━━━━━ DATA FOR THIS EXERCISE ━━━━━

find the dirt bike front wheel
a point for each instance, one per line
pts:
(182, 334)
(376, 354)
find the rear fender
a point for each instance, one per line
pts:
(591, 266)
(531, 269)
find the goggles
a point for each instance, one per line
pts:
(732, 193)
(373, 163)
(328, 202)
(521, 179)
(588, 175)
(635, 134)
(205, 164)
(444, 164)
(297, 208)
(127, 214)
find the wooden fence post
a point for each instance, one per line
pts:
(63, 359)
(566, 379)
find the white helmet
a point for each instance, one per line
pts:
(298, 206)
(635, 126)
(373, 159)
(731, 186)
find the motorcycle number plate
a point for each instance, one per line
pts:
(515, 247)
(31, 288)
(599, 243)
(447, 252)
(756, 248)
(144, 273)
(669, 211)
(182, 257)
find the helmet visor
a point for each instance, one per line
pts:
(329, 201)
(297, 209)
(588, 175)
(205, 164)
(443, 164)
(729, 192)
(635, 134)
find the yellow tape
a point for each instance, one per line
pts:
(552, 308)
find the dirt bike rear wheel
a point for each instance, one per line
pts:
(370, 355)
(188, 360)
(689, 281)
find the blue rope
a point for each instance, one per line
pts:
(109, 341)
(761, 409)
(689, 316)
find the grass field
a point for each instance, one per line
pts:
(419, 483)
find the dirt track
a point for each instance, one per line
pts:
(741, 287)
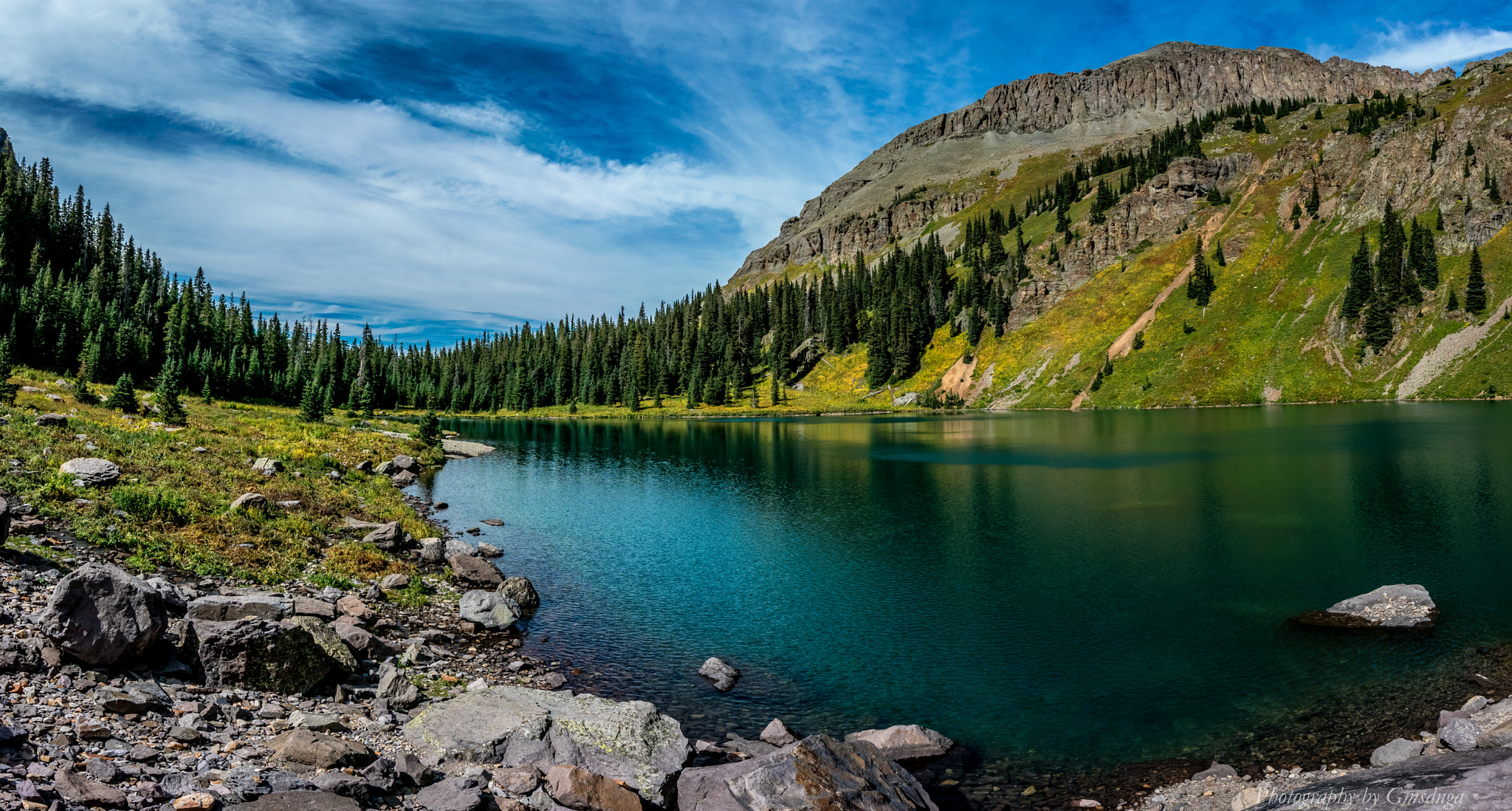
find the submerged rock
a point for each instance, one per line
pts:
(904, 742)
(628, 742)
(1401, 607)
(720, 674)
(811, 775)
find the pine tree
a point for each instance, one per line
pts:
(1476, 288)
(124, 395)
(165, 395)
(312, 403)
(82, 391)
(1378, 320)
(430, 428)
(8, 389)
(1360, 280)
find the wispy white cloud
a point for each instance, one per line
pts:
(1422, 46)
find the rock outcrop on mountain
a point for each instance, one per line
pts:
(1048, 112)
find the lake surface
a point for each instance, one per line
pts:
(1048, 586)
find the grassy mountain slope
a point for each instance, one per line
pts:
(1272, 330)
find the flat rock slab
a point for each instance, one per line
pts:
(817, 773)
(458, 448)
(519, 727)
(1402, 607)
(904, 742)
(1463, 781)
(301, 801)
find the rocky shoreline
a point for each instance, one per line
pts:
(359, 701)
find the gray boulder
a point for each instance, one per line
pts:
(396, 689)
(1460, 734)
(815, 773)
(458, 547)
(91, 473)
(388, 536)
(475, 571)
(523, 595)
(265, 656)
(102, 615)
(777, 734)
(250, 503)
(489, 609)
(1393, 607)
(453, 795)
(235, 607)
(301, 801)
(519, 727)
(720, 674)
(138, 697)
(904, 742)
(1396, 751)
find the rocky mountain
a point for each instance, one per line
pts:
(1282, 180)
(1045, 114)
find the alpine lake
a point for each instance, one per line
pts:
(1057, 590)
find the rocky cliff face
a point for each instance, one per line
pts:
(1048, 112)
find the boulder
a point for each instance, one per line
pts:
(720, 674)
(458, 547)
(301, 801)
(102, 615)
(353, 606)
(259, 654)
(523, 595)
(331, 643)
(250, 502)
(82, 790)
(520, 727)
(815, 773)
(320, 751)
(453, 795)
(904, 742)
(475, 571)
(91, 473)
(489, 609)
(235, 607)
(1393, 607)
(362, 643)
(388, 536)
(138, 697)
(392, 583)
(1460, 734)
(323, 609)
(777, 734)
(396, 689)
(1396, 751)
(583, 790)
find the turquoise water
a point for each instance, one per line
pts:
(1048, 586)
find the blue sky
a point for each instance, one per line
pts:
(440, 168)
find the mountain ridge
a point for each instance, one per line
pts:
(1045, 112)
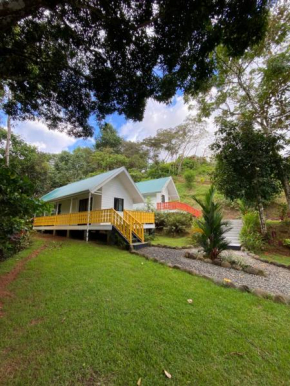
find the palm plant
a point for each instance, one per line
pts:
(211, 227)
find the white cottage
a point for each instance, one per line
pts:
(161, 190)
(102, 203)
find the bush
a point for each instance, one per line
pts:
(17, 210)
(250, 236)
(211, 228)
(251, 221)
(189, 176)
(160, 220)
(173, 223)
(177, 223)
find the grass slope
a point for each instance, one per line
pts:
(84, 314)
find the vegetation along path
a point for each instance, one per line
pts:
(277, 280)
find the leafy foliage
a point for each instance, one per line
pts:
(66, 60)
(27, 161)
(211, 228)
(250, 236)
(247, 161)
(189, 176)
(17, 210)
(108, 138)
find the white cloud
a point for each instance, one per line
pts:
(36, 133)
(157, 116)
(162, 116)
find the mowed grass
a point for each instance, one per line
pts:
(84, 314)
(172, 241)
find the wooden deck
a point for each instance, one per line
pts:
(131, 224)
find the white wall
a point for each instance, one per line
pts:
(155, 198)
(65, 204)
(115, 188)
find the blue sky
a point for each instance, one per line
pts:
(156, 116)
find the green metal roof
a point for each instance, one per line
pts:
(152, 186)
(80, 186)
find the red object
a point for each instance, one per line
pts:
(176, 205)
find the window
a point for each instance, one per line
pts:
(119, 204)
(83, 204)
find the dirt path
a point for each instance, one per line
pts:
(277, 281)
(9, 277)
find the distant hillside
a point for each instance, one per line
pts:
(201, 186)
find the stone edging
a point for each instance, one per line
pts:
(266, 261)
(282, 299)
(170, 247)
(226, 264)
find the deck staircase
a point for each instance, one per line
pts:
(178, 206)
(130, 225)
(233, 235)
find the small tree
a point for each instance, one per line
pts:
(246, 166)
(211, 227)
(17, 210)
(189, 176)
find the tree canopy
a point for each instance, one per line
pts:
(67, 60)
(246, 166)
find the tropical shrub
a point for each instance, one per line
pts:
(284, 212)
(189, 176)
(17, 210)
(211, 228)
(250, 236)
(177, 223)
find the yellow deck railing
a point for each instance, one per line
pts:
(136, 226)
(125, 224)
(143, 217)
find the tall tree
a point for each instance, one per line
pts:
(246, 166)
(69, 167)
(174, 144)
(65, 60)
(27, 161)
(108, 138)
(256, 86)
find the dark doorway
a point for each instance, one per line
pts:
(83, 204)
(119, 204)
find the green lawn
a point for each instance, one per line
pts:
(85, 314)
(172, 241)
(277, 258)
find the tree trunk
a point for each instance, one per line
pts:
(262, 218)
(8, 140)
(286, 187)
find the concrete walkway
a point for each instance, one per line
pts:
(277, 281)
(232, 236)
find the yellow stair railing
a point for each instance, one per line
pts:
(143, 217)
(131, 221)
(136, 226)
(122, 225)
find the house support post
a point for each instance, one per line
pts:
(88, 220)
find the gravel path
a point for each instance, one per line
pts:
(277, 281)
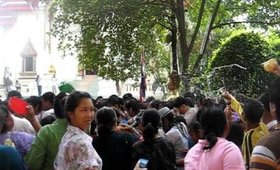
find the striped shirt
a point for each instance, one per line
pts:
(266, 154)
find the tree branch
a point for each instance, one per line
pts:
(199, 19)
(245, 22)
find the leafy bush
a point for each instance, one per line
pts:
(247, 50)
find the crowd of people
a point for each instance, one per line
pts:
(190, 132)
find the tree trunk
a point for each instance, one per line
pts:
(180, 14)
(206, 35)
(118, 88)
(174, 44)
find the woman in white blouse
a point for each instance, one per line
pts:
(76, 150)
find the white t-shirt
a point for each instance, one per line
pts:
(22, 125)
(190, 115)
(76, 151)
(179, 141)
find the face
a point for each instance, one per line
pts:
(182, 109)
(45, 105)
(83, 114)
(272, 109)
(9, 122)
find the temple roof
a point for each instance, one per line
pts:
(9, 9)
(28, 50)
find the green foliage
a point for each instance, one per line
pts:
(248, 50)
(110, 36)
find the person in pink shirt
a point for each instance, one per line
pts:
(213, 151)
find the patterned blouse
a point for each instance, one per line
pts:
(76, 152)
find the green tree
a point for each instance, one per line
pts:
(237, 65)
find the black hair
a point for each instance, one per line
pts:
(236, 134)
(264, 99)
(106, 120)
(169, 104)
(213, 121)
(35, 101)
(48, 96)
(275, 97)
(180, 101)
(150, 122)
(150, 99)
(59, 105)
(133, 103)
(195, 127)
(74, 99)
(253, 110)
(179, 119)
(155, 104)
(113, 100)
(189, 94)
(13, 93)
(100, 103)
(127, 96)
(4, 112)
(189, 101)
(47, 120)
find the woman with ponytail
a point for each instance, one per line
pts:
(113, 147)
(213, 151)
(159, 152)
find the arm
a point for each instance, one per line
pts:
(262, 158)
(30, 116)
(234, 104)
(36, 156)
(232, 158)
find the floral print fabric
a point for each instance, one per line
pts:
(76, 151)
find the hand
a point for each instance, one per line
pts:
(137, 167)
(123, 127)
(30, 115)
(228, 113)
(227, 95)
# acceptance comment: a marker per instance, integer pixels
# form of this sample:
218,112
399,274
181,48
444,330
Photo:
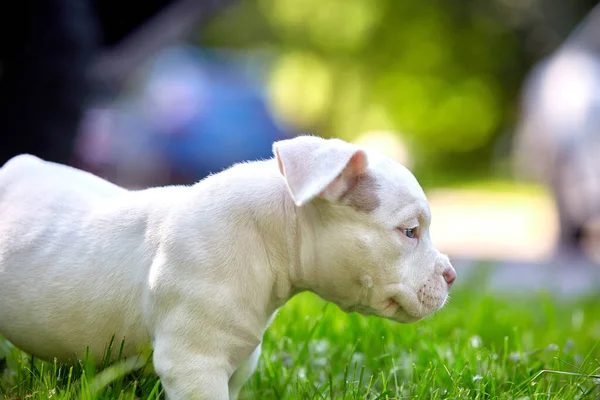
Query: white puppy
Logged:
198,272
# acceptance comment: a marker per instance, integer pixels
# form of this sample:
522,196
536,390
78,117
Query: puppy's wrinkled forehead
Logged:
387,185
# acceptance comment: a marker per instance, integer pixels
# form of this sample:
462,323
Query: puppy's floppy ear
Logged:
316,167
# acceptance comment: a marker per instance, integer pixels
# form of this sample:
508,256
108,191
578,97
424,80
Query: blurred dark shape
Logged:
45,49
558,138
50,48
193,113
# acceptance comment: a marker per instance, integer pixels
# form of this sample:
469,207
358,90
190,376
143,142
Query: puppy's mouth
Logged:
393,310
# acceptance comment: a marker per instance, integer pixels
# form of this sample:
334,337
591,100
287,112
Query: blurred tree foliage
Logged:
444,74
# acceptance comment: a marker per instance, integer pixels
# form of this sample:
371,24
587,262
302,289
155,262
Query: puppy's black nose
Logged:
450,276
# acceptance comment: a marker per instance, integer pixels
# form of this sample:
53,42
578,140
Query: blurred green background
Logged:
444,75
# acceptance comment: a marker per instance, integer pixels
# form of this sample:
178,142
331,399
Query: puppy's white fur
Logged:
198,272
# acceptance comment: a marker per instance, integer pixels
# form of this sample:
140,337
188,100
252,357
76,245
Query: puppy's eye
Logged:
411,233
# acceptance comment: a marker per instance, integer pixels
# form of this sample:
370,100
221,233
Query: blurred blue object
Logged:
198,112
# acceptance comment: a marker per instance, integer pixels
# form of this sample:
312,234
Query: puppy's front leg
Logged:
244,371
187,375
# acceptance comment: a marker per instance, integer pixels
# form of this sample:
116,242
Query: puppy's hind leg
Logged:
188,376
244,371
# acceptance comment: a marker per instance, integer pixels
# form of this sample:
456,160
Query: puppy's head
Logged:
368,218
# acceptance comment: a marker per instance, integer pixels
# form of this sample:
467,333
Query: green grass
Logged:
479,346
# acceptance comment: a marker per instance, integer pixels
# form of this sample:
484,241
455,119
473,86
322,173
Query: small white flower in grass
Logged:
320,346
475,342
302,373
358,358
552,347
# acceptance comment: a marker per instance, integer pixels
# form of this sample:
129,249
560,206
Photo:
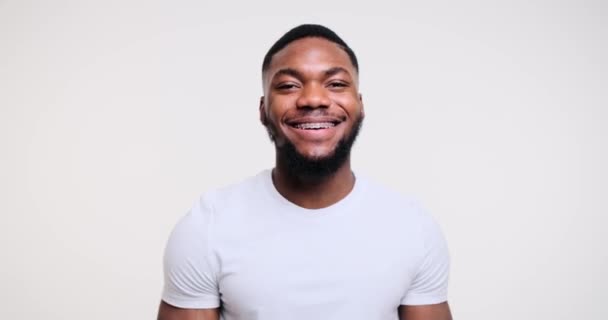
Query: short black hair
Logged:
308,31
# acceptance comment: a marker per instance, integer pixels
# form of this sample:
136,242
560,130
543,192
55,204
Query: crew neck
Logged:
347,201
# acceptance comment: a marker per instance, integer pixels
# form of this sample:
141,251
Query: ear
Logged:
362,108
262,110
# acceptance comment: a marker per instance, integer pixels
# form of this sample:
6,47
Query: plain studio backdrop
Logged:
116,115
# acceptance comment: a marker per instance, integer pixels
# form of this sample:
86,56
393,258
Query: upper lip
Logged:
316,119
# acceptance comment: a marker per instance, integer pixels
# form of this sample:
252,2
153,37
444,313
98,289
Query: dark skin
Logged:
310,74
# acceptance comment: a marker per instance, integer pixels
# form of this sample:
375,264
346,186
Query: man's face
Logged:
311,101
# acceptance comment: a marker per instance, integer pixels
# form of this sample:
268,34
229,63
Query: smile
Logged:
314,125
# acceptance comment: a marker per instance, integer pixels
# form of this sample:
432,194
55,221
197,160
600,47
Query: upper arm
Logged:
429,282
190,269
169,312
439,311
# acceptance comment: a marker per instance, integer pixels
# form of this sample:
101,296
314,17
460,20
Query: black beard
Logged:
298,165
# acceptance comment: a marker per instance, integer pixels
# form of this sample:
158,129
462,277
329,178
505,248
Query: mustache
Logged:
317,112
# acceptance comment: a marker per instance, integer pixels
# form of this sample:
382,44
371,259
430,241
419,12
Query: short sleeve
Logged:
430,283
190,271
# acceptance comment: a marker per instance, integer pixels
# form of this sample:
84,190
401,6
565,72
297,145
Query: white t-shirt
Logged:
259,256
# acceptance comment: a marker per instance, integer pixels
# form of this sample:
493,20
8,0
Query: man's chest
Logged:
279,273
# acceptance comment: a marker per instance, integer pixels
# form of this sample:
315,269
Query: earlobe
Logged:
262,111
362,108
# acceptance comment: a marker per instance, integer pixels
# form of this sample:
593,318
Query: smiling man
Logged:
308,239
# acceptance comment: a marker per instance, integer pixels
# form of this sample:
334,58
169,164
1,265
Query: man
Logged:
308,239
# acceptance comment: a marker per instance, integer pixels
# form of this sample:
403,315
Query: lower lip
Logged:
316,134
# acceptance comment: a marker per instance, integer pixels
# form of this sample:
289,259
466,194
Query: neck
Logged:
313,192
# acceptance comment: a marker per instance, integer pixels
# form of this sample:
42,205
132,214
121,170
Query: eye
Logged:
337,84
284,86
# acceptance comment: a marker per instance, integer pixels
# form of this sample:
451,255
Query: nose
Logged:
313,96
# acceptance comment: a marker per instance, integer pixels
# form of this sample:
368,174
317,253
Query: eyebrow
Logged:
298,75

━━━━━

- PROBLEM REQUIREMENTS -
State how many lines of the records contain the string "cloud". Give only the number.

- ANSWER TO THE EXERCISE -
2